Natural-language object grounding data
######
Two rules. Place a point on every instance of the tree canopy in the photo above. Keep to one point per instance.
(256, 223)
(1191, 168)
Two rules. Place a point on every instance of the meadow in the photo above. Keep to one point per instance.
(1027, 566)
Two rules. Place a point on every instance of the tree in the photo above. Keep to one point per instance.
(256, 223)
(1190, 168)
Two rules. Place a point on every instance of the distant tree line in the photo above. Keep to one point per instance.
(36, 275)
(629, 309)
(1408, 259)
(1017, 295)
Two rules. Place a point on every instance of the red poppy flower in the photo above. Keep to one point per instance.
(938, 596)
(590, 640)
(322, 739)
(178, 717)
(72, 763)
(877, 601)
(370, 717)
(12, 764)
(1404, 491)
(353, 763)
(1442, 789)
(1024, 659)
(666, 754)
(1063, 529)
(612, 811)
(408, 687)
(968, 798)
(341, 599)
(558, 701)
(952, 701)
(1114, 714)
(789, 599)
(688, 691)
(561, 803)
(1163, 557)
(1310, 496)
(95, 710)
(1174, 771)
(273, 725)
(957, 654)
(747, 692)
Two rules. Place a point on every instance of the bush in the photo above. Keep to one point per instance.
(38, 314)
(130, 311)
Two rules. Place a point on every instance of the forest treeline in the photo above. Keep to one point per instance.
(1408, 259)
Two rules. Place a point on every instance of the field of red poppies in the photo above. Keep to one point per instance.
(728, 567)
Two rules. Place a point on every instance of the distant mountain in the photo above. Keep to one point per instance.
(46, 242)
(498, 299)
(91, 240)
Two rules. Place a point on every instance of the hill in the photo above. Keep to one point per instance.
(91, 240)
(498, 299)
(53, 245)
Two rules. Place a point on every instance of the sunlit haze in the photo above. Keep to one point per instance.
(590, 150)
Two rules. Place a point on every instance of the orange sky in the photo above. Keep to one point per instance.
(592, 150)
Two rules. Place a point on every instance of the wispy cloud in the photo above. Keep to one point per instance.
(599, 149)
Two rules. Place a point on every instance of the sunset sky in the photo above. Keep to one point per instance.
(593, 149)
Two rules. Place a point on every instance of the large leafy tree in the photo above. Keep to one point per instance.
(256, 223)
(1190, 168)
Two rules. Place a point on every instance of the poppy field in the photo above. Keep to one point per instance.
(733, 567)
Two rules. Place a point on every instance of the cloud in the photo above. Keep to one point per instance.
######
▶ **Problem**:
Print each record word for word.

▶ **Task response**:
Two rules. Place a point on every instance of the tree canopy in the photo above. Keep to one point per instance.
(256, 223)
(1191, 168)
Two rules. Place a point on every instance of the meadow in the photo above. Keep to one point per instance.
(1027, 566)
Two rules. Place a point on every instance of the tree in the photo above. Keep to one point per instance.
(256, 223)
(1190, 168)
Two rules. Place a point on every instance of the distant tree line in the photo above. Keep to one point per instance.
(36, 275)
(629, 309)
(1408, 259)
(1017, 295)
Two rules. Place a point on every instance of the red poppy flower in the photo above. Keep to one point per instance.
(938, 596)
(590, 640)
(322, 739)
(178, 717)
(72, 763)
(877, 601)
(370, 717)
(12, 764)
(1404, 491)
(353, 763)
(1442, 789)
(1024, 659)
(666, 754)
(1063, 529)
(612, 811)
(408, 687)
(968, 798)
(341, 599)
(558, 701)
(952, 701)
(1114, 714)
(789, 599)
(688, 691)
(561, 803)
(1163, 557)
(1310, 496)
(95, 710)
(1174, 771)
(273, 725)
(957, 654)
(747, 692)
Two rules. Place a point on every instance of the bush in the photo above. Keep to one point per instance.
(38, 314)
(130, 311)
Two rules. Place a point on every instance of the forest treeline in the photo above. Keep to one point per instance.
(1408, 259)
Two rules. Place a point on every instance of the field of red poppies in the photo above. Keep to one point per instance.
(728, 567)
Two rules. Place a point on every instance of the distant mountain in the photo above. Keep to one point per instance.
(46, 242)
(498, 299)
(91, 240)
Two rules. Place a point on every instance of the hill in the photo above. Keep to one point per instance.
(91, 240)
(498, 299)
(53, 245)
Two rules. Place a point on every instance of the sunlit haze in the photo above. Keep to one point per instance.
(590, 150)
Two rules. Place a point on every instance of the orange sky in the photo above. Keep to one point per instance.
(592, 150)
Two rules. Place a point on every instance of the wispy cloud in the photo above. Keep to one point per instance.
(599, 149)
Two rules. Place a point on every instance of the sunset sky in the photo above. Keep to one point per instance.
(593, 149)
Two rules. Place a point on every instance of the large leafy tree in the photo above. Keep to one point per instance.
(256, 223)
(1190, 168)
Two rules. Place a point on every instance of the poppy field in the photo above. Keep to one point per instance.
(733, 567)
Two rules. Place a point on every instance of the cloud in the photo above. Keep to one point per instance.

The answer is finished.